> [Reading passage]:
^^^^^^^^

Did you take the test? It was really interesting, but sadly, got me all wrong, It pegged me as being from Lexington or Louisville Kentucky (!) or Mobile Alabama. (double!).  It said my speech patterns were LEAST like Jersey City. 

I'll put the link at  the bottom of  the blog so you can take it yourself--and report!

How about you, Reds?   Tractor-trailer, semi-, or eighteen wheeler? Sneakers, tennis shoes, Keds, running shoes?

SUSAN ELIA MACNEAL: Um, it's pop, not soda, at least where I'm from...


JULIA SPENCER-FLEMING:  When I took the quiz, my "you are most like" shading darkened as it went across New York and into New England, and was deep red (aka "you speak most like the inhabitants here") in Maine. After almost twenty-seven years living here, I say "Italian" for sub and "turnpike" for the highway, However, I also have deep linguistic roots in upstate New York and in Alabama, and, like Debs, I shift into appropriate usage wherever I am. If I planned to go into Syracuse when visiting my parents', I would say "I'm going downcity" while anywhere within thirty miles of Portland, Maine, I'd go "intown." 

In Maine, I'll order an Italian with soda, in New York, it's a sub or hero, also with soda, and in Tuscaloosa, I'd ask for a po'boy, a co'cola, and tell the cashier "Roll Tide" at the conclusion of the transaction!


HANK: Well, Roll Tide, of course.  But I say highway, whether you have to pay or not. And in Massachusetts, if you're in Boston, and headed to Sandwich, which is southeast, you're still going "down the Cape." Awesome.


LUCY BURDETTE: Oh fun, I went over and took the quiz. They got me just right, as far as growing up in New Jersey anyway...I was most similar to Yonkers, Newark, and Philadelphia, which pretty much triangulates my home town! I have spent a lot of time in the South though, too. The most different dialect was East Tennessee y'all...

HANK: I just re-took it, because I realized I say Pa-JAH-ma not Pa-JAM-a, and I call  them "trucks" not semis.  Now it pegged as New York and Philadelphia too--but definitely not Oklahoma City.

Do you say crans? Or cray-ons?   Ant or Auhnt? What do you call a traffic jam caused by people slowing down to look at an accident? A rubberneck? Curiosity factor? Do you have a word for it.

^^^^^^^^

(A run of entries)
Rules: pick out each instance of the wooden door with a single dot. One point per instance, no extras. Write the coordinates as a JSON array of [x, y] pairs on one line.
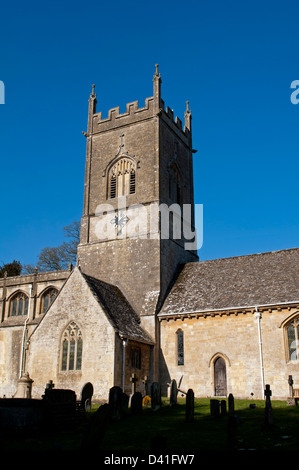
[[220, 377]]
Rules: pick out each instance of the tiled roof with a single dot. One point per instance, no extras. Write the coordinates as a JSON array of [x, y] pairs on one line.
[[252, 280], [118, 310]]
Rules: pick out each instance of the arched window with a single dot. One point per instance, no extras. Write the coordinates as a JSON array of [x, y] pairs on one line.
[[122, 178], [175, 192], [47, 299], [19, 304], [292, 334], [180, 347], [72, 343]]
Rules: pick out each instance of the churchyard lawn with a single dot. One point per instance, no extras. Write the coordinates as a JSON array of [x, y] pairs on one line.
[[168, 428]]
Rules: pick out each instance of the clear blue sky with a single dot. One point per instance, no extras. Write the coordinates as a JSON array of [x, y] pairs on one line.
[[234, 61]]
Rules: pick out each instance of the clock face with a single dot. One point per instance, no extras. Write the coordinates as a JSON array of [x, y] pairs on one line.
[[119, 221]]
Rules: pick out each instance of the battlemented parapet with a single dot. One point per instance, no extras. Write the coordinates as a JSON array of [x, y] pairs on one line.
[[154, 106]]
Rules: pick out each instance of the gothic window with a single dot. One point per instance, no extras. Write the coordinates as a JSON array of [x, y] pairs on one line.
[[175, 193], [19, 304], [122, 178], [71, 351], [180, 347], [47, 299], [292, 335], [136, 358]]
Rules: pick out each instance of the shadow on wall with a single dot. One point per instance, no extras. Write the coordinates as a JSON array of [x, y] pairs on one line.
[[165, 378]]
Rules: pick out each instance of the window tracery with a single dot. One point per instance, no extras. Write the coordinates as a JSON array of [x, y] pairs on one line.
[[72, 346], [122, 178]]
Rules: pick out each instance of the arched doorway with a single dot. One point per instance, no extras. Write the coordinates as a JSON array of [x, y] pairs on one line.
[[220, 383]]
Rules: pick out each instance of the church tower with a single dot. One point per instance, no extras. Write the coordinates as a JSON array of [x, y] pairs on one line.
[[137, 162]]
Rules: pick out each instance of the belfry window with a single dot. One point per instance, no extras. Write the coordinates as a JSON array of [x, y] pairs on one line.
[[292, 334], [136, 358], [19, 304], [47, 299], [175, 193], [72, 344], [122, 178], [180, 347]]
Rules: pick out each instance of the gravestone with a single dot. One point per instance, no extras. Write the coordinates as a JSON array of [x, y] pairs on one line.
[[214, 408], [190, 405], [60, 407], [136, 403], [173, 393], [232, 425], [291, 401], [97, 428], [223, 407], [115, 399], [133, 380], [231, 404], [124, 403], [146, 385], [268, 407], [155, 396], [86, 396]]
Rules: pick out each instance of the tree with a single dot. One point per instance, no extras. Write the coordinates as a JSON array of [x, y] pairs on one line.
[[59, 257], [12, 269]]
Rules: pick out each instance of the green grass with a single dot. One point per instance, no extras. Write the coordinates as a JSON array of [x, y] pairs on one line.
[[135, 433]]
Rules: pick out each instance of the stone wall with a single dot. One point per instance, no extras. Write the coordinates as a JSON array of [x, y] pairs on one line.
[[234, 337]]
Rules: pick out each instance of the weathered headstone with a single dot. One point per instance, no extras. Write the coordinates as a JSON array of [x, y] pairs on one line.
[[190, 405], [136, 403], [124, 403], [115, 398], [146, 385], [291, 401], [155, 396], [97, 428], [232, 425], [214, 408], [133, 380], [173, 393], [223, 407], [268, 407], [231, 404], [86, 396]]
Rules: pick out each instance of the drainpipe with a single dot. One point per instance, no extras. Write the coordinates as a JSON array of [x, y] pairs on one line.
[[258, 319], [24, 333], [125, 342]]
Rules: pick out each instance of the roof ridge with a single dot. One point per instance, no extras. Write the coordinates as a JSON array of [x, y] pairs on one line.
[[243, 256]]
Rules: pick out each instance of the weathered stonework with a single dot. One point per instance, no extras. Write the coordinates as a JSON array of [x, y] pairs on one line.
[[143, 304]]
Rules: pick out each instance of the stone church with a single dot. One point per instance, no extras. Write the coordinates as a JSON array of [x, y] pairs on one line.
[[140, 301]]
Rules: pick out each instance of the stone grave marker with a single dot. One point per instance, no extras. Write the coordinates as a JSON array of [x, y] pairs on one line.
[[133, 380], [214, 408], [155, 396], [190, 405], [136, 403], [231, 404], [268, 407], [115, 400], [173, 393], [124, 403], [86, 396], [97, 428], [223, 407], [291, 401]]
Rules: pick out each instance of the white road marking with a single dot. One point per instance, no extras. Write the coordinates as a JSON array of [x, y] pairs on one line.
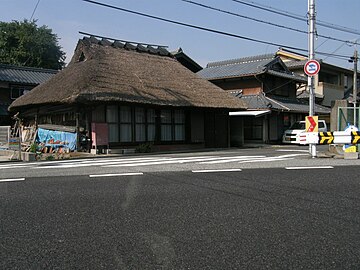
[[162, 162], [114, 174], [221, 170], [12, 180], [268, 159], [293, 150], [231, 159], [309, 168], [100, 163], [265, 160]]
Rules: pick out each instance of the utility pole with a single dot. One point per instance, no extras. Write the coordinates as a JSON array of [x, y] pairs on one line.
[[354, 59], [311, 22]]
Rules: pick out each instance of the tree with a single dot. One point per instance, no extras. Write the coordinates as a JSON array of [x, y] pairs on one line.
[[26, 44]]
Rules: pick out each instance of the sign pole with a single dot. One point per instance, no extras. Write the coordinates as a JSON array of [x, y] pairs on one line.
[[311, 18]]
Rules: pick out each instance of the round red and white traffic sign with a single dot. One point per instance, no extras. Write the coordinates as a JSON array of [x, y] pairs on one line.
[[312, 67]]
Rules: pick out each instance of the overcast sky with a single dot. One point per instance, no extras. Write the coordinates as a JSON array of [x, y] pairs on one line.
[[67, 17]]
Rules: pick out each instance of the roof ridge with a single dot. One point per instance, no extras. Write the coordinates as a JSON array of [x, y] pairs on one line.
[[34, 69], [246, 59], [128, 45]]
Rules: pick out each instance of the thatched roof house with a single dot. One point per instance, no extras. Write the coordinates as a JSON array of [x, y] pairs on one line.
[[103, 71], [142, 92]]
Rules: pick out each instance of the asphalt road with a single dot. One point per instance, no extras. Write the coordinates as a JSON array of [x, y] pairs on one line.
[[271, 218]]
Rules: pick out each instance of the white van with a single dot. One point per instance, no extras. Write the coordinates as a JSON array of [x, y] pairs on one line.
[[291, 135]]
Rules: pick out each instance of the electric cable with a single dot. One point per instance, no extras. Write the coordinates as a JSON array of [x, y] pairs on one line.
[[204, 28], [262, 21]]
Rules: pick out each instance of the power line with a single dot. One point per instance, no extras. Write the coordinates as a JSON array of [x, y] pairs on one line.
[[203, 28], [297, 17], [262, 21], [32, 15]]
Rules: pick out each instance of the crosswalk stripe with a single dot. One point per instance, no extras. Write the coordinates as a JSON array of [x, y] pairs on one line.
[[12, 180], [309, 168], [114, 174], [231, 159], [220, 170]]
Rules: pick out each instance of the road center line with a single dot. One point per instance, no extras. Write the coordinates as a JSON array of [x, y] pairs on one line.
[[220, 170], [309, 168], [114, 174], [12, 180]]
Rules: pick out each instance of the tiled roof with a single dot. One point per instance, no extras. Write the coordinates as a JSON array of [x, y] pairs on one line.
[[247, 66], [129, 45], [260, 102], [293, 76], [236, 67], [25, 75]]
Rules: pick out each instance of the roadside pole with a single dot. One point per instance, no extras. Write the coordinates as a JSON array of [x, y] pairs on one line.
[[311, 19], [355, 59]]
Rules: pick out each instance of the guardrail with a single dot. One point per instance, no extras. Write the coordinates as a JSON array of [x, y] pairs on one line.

^^^^^^^^

> [Work instructions]:
1. Print the section of the dialect blog post starting with "I'll put the" and going on through "Keds, running shoes?".
2. Return each line of the entries that contains the word "weathered".
The dialect blog post and the entries have no connection to each other.

> [The replies]:
1.
I'll put the link at  the bottom of  the blog so you can take it yourself--and report!

How about you, Reds?   Tractor-trailer, semi-, or eighteen wheeler? Sneakers, tennis shoes, Keds, running shoes?

2.
Rules: pick out each instance of the weathered headstone with a single dot. One point per instance, no extras. Write the coordinates as a JSON array of [x, y] pairs on one line.
Rules: pick out each instance of the weathered stonework with a single dot. One point per instance, no extras. Write the coordinates as a JSON array of [x, y] pairs on one line.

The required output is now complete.